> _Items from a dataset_
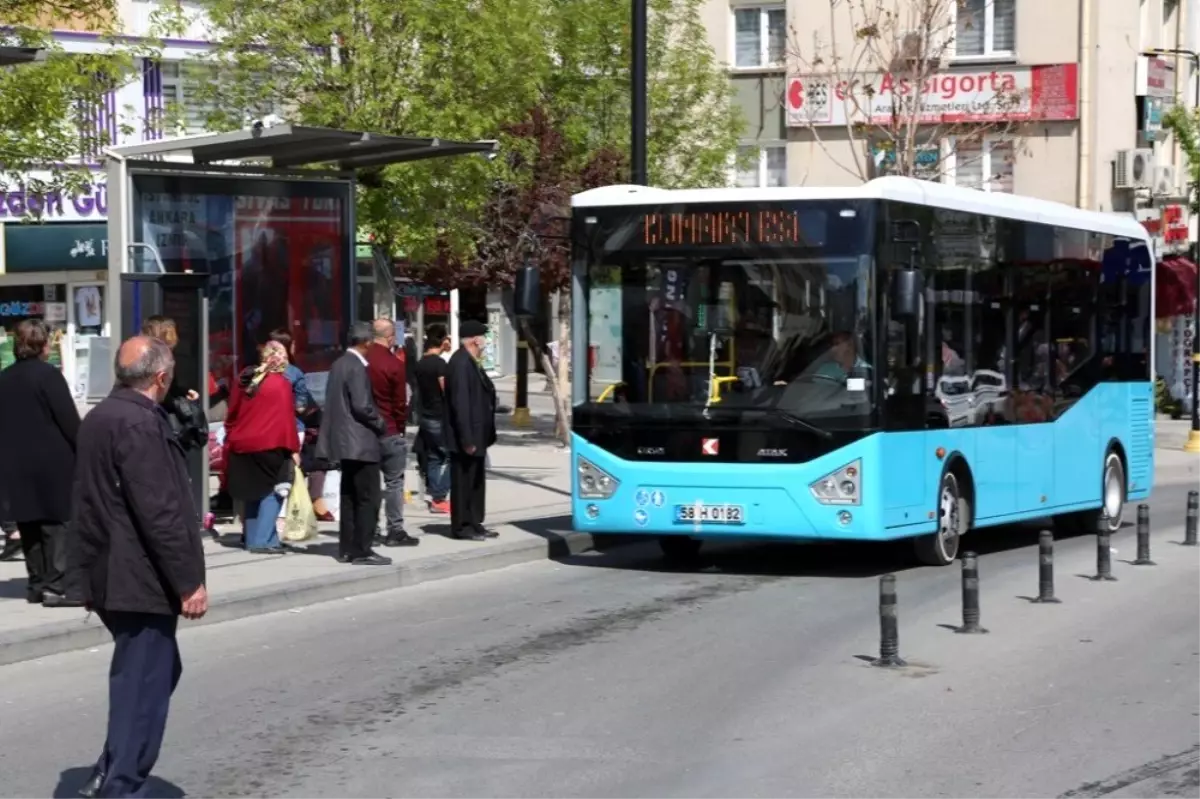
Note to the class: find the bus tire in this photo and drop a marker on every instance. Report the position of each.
(679, 548)
(941, 548)
(1113, 499)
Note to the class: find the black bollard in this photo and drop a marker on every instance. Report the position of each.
(889, 625)
(1103, 552)
(1189, 529)
(1045, 569)
(1144, 538)
(970, 595)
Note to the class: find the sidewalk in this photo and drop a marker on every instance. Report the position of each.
(528, 504)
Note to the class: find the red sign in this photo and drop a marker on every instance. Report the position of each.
(958, 95)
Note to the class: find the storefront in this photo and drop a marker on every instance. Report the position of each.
(57, 271)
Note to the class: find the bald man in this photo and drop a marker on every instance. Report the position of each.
(389, 384)
(139, 560)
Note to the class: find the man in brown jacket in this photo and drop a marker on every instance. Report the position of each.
(139, 557)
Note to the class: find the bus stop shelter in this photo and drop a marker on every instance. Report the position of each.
(237, 234)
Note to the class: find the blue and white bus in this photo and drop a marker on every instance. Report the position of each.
(897, 360)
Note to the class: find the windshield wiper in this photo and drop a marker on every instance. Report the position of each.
(786, 415)
(799, 422)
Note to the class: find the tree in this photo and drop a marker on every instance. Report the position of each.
(1183, 124)
(527, 222)
(877, 78)
(48, 108)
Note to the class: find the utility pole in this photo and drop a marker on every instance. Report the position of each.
(637, 172)
(1193, 443)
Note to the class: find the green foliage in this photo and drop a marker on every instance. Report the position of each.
(1185, 125)
(472, 70)
(47, 108)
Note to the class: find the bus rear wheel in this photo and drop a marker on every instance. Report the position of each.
(679, 548)
(941, 548)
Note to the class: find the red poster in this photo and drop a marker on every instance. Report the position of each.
(289, 275)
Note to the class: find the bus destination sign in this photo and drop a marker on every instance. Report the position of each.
(717, 228)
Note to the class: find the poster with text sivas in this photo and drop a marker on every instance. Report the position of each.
(289, 276)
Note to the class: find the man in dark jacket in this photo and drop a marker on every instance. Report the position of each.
(39, 422)
(389, 385)
(139, 557)
(469, 431)
(349, 437)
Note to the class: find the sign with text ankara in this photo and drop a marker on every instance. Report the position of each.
(979, 94)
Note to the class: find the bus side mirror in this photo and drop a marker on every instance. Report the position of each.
(907, 287)
(526, 292)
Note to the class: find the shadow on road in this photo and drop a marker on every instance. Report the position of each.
(71, 780)
(840, 559)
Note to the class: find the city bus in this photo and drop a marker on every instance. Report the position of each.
(895, 360)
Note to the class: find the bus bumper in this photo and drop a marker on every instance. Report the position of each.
(751, 500)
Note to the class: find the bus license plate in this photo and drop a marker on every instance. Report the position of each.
(711, 515)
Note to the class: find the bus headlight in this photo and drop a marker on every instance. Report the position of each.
(594, 481)
(840, 487)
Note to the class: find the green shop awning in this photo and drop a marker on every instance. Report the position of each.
(55, 246)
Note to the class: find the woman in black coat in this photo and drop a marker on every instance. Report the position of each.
(39, 422)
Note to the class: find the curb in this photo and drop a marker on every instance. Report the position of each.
(87, 632)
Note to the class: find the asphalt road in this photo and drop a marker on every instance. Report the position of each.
(604, 677)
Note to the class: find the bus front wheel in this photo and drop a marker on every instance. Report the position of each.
(941, 548)
(679, 548)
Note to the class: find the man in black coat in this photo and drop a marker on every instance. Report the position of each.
(349, 436)
(39, 422)
(139, 557)
(469, 431)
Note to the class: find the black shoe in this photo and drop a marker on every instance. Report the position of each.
(471, 535)
(91, 788)
(11, 550)
(58, 600)
(372, 559)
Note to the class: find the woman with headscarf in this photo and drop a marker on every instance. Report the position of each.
(262, 446)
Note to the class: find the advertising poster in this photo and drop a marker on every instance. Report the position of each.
(275, 256)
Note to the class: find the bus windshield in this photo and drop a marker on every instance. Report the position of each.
(743, 314)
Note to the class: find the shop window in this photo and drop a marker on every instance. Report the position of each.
(984, 28)
(761, 166)
(760, 36)
(984, 164)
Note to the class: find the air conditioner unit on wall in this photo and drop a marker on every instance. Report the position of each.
(1134, 168)
(1164, 181)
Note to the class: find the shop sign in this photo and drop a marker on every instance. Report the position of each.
(91, 203)
(1167, 226)
(958, 95)
(35, 247)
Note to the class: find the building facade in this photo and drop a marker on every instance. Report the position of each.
(1061, 101)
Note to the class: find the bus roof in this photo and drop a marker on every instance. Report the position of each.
(905, 190)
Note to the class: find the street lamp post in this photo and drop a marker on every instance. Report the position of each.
(637, 169)
(1193, 443)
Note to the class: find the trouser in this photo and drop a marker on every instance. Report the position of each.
(258, 522)
(360, 508)
(45, 546)
(437, 460)
(468, 482)
(395, 458)
(144, 673)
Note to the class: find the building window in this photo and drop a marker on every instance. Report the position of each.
(761, 166)
(760, 36)
(987, 166)
(181, 96)
(984, 28)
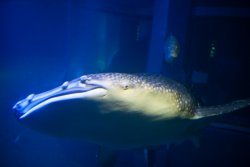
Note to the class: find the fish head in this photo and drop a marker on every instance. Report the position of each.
(77, 104)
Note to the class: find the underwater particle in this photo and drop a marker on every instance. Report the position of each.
(212, 49)
(171, 49)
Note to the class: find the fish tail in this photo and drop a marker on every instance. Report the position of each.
(221, 109)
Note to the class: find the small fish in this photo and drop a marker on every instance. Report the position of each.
(171, 49)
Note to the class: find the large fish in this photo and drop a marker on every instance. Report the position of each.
(119, 110)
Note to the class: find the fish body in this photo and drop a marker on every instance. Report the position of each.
(118, 110)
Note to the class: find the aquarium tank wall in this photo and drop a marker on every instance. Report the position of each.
(203, 44)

> _Problem details_
Exactly as they appear above, give the records again, without their pictures.

> _Completed task_
Note to the class: find the bus tire in this photo and drop a marker on every instance. Report the position of each.
(679, 548)
(941, 548)
(1113, 499)
Note to the class: find the black bollard in this photo and drop a marker on every instance. Report the position of each.
(889, 625)
(1103, 552)
(1189, 529)
(1045, 569)
(1144, 538)
(970, 595)
Note to the class: find the sidewalk in this photo and drop a marker on every instance. Report the position of each.
(528, 504)
Note to the class: find the red sign in this photo and drop a marker on every instance. Report the position of each.
(958, 95)
Note to the class: find the storefront in this photo and drop a marker on every instance. Report the position of each.
(57, 271)
Note to the class: find the bald man in this photo and drop a marker on every instance. Report the position of each.
(389, 384)
(139, 560)
Note to the class: find the man in brown jacket in this photo and drop a marker on every instance. Report the position of each.
(139, 557)
Note to the class: find the bus stop shelter in this photo and drop a marker on every instance. Report the position of each.
(237, 234)
Note to the class: find the blue and white bus in this photo and drop a marker on every instance. Report the position of each.
(897, 360)
Note to the class: find the windshield wiper in this photo and drop a marker on every instance. Report the position of each.
(786, 415)
(799, 422)
Note to the class: find the tree in this photo and drop a marker on every instance. Report the position of each.
(1183, 124)
(527, 222)
(877, 78)
(48, 108)
Note to the class: find the utility pole in this photo and drop a marker on every instance. Report the position of each.
(637, 172)
(1193, 443)
Note to the class: find the green foliage in this photo and drop a marker on every instance. Report the position of each.
(1185, 125)
(472, 70)
(47, 108)
Note to the class: find the bus rear wheel in this photo and drop a marker on every instance. Report the position of each.
(679, 548)
(941, 548)
Note to the class: find the red poster in this photo and drop a marker on every instance. Report the position of each.
(289, 275)
Note to the class: find the bus destination sign in this photo and drop a marker on every instance. Report the position of each.
(717, 228)
Note to the class: find the poster with text sivas in this photo and drop a marker on every instance. Report the position of each.
(289, 276)
Note to the class: find the man in dark jacket in this photo and drop a marker on every instance. Report the position of each.
(39, 422)
(389, 385)
(139, 557)
(469, 431)
(349, 437)
Note to the class: find the sign with text ankara in this photo and drop a marker on every instance. Report the position of each.
(979, 94)
Note to the class: find the bus side mirror in this photo and drop a marker on every instance. Report the position of each.
(907, 287)
(526, 292)
Note to the class: find the shadow on road in this photo and drop a marker on every instance. Report the position of each.
(71, 780)
(840, 559)
Note to the class: find the city bus in this photo and drop a marker on every instance. Report the position of each.
(895, 360)
Note to the class: find the bus bumper in this photo and drop a marker on every instance. Report the position of each.
(751, 500)
Note to the class: find the bus license plate in this photo and drop a marker on every instance. Report the position of each.
(711, 515)
Note to the class: find the bus headlight in this photo and drop a marker on every instance. Report the position of each.
(594, 481)
(840, 487)
Note to the class: find the green shop awning in this photo and drop a marker on every instance. Report the position of each.
(55, 246)
Note to the class: find the woman in black coat in this photo and drop a marker on every instance. Report the position of each.
(39, 422)
Note to the class: find the curb in this photo and drop a marker on every instance. Report the position of each.
(87, 632)
Note to the class: find the asphalt road in this photo and drop a marker on every instance. Report the position of each.
(604, 677)
Note to the class: find the bus front wheel in this photo and drop a marker on every instance. Report the position of each.
(941, 548)
(679, 548)
Note to the class: find the man in black coat in this photo and drop a marker on every instance. Report the position of each.
(349, 436)
(39, 422)
(139, 557)
(469, 431)
Note to the class: find the black shoe in this photo and drop a marker on every instance. Report the position of each.
(471, 535)
(91, 788)
(11, 550)
(58, 600)
(372, 559)
Note to the class: find the woman with headscarf in this photo and drop a marker on every instance. Report the position of each.
(262, 446)
Note to the class: find the advertising poster in this photo and drop a marker on every instance. Report the position of each.
(275, 256)
Note to the class: find the bus windshield in this photo and drop a marker on every instance. Report the position of each.
(743, 314)
Note to the class: find the shop window in this photo and drop a marker on every instance. Report the position of each.
(984, 28)
(761, 166)
(760, 36)
(984, 164)
Note to the class: find the air conditioner unit on wall in this photo and drop a marker on every instance. Report the position of each.
(1134, 168)
(1164, 181)
Note to the class: find the shop sign in this photo and drop a marker on every instance. Report the position of each.
(91, 203)
(1167, 226)
(958, 95)
(35, 247)
Note to the class: find the building facade in this photo and drop a marker on every instance. Report the position of each.
(1061, 101)
Note to the class: find the bus roof in this photo and drop a marker on every instance. Report the position of each.
(905, 190)
Note to the class: find the street lamp post in this photo and drop a marker on every instance. Report the position of each.
(637, 169)
(1193, 443)
Note to the class: find the trouser in this photo and drop a marker on every instance. Report the position of each.
(258, 522)
(360, 508)
(45, 546)
(437, 460)
(468, 482)
(395, 458)
(144, 673)
Note to the class: find the building window in this photo and drop a marker on every instance. Report the position of each.
(761, 166)
(760, 36)
(987, 166)
(181, 96)
(984, 28)
Note to the class: find the fish head in this photo and drop a marker on every instance. Report the position of each.
(77, 104)
Note to the class: find the underwater particle in this photo and drop a marker on every instance. Report the position of each.
(212, 49)
(171, 49)
Note to the class: find the fish tail in this photo and drop a marker on every instance. Report the position of each.
(221, 109)
Note to the class: find the small fish in this photo and drop a marker on every instance. Report the position of each.
(171, 49)
Note to the class: find the large fish in this photo and drop a marker on every instance. Report the position of each.
(119, 110)
Note to the class: find the fish body in this photo and drop a marker on every instance. Report the position of each.
(118, 110)
Note to the class: find the aquarium tank wall in this photo and drop a marker on every instance. Report the position of each.
(203, 44)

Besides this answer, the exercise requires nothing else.